The Institutional Era of Ethereum Has Arrived
Institutions are embracing Ethereum. As major Wall Street players discover the potential of innovations like stablecoins, DeFi, and RWA, Ethereum is becoming their preferred decentralized platform. Institutions such as BlackRock, JPMorgan, and UBS are building on Ethereum because it dominates these verticals while offering significant decentralization and security advantages.
ETH is also emerging as a reserve asset. Over the past few years, several large corporations have added BTC to their balance sheets. Recently, however, a wave of public companies, DAOs, and crypto-native foundations have begun accumulating ETH as a long-term holding. Today, more than 1.7 million ETH (worth $5.9 billion) is locked in reserve holdings, doubling year-on-year in total reserve value.
Ethereum is the next global financial layer. Institutional investors are reserving ETH because they recognize ETH as the monetary foundation of this layer. ETH is the first digital asset to combine reliable neutrality, scarcity, utility, and yield. While BTC is recognized as the first reserve asset in cryptocurrency, ETH is the first income-generating reserve asset.
This report focuses on the first institutions adopting ETH as a strategic reserve asset. It also looks ahead to explain how these institutions will next stake ETH, the role distributed validators will play in establishing institutional staking standards, and why the race to adopt ETH as a reserve asset will become a trillion-dollar catalyst for Ethereum.
1. Why Institutions Prefer "Digital Oil" Over "Digital Gold"
Bitcoin rightfully earned its status as the world's first digital gold. Bitcoin is a non-sovereign store of value with unique properties that appeal to institutions. But Ethereum is a more dynamic asset because it powers the global on-chain economy. As the world moves on-chain, Ethereum’s utility and scarcity will rise together. If Bitcoin is digital gold, then Ethereum is digital oil.

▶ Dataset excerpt
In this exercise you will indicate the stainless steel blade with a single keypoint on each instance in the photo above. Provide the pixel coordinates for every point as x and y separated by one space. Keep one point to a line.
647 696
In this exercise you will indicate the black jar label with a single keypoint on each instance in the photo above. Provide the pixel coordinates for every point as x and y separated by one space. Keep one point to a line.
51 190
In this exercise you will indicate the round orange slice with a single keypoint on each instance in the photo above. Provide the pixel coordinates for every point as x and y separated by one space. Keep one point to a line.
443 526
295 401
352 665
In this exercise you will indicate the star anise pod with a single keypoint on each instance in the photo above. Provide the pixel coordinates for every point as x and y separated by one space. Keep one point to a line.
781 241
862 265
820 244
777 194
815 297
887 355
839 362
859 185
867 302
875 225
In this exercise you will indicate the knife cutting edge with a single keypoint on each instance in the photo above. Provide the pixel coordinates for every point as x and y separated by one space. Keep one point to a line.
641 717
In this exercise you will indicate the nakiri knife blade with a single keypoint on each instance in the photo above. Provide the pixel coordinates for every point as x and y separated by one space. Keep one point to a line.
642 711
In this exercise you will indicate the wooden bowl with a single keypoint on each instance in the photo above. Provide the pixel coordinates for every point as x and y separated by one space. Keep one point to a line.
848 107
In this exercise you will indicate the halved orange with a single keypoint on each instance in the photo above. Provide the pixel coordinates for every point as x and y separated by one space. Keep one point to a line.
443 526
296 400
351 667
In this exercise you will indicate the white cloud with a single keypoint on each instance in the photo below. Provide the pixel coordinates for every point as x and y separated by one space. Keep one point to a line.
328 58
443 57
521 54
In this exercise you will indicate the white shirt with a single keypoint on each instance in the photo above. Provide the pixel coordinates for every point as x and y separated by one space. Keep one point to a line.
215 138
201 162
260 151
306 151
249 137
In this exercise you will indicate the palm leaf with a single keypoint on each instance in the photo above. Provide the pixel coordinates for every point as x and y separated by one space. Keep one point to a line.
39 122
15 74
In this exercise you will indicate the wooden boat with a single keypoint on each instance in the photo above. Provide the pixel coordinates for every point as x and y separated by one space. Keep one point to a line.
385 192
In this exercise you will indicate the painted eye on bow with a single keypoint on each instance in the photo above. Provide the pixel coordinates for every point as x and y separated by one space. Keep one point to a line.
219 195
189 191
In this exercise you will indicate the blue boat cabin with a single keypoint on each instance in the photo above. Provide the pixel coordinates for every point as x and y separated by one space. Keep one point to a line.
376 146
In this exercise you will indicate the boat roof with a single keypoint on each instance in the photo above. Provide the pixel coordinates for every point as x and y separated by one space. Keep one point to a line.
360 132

▶ YOUR INSTRUCTIONS
Decide whether each statement below agrees with the Ethereum report, and answer yes or no, quoting the words from the report that decide it.
(a) More than 1.7 million ETH is held in reserves.
(b) The report names Bitcoin as the first income-generating reserve asset.
(c) UBS is one of the institutions building on Ethereum.

▶ CORRECT OUTPUT
(a) Yes: "Today, more than 1.7 million ETH (worth $5.9 billion) is locked in reserve holdings"
(b) No: "While BTC is recognized as the first reserve asset in cryptocurrency, ETH is the first income-generating reserve asset."
(c) Yes: "Institutions such as BlackRock, JPMorgan, and UBS are building on Ethereum"